Return every line of the material below that contains the word "green", treating uppercase and lowercase letters as different.

------------

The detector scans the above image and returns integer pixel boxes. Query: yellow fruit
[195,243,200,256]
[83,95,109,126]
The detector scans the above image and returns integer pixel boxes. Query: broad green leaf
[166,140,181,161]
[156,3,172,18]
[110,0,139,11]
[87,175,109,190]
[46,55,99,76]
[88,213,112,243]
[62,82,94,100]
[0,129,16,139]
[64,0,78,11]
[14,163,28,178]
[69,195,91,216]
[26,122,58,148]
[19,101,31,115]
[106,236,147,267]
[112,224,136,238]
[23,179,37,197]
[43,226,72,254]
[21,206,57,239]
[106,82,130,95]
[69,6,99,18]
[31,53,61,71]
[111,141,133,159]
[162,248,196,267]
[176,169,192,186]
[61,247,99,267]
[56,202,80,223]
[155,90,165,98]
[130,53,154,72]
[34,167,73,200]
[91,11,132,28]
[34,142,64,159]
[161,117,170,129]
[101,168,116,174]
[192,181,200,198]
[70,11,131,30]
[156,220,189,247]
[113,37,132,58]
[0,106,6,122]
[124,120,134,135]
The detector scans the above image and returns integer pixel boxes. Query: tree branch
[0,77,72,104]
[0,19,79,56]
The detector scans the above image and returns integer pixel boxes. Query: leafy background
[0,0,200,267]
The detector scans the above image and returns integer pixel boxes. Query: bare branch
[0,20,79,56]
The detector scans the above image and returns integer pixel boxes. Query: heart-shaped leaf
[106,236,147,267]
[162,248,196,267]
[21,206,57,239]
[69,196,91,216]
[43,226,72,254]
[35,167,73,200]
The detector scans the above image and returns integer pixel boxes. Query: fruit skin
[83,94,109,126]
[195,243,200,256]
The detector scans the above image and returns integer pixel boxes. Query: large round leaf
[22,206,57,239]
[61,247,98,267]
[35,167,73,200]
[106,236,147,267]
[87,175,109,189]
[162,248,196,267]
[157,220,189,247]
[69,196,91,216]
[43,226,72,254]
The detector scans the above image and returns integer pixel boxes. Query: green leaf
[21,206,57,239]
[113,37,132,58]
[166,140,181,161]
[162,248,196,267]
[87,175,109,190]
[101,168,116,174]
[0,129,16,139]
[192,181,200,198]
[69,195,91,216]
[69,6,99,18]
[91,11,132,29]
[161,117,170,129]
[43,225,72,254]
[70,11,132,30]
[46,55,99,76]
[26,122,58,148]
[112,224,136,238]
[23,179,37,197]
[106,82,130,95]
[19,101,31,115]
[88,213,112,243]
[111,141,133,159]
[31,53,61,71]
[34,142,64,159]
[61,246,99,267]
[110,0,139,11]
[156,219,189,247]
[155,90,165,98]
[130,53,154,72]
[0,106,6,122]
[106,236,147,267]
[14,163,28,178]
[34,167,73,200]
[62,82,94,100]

------------

▶ [ANSWER IN FULL]
The detector scans the above image and returns integer pixel boxes. Query: broad green leaf
The detector scans the above image and returns integer pixel boxes. Query: green leaf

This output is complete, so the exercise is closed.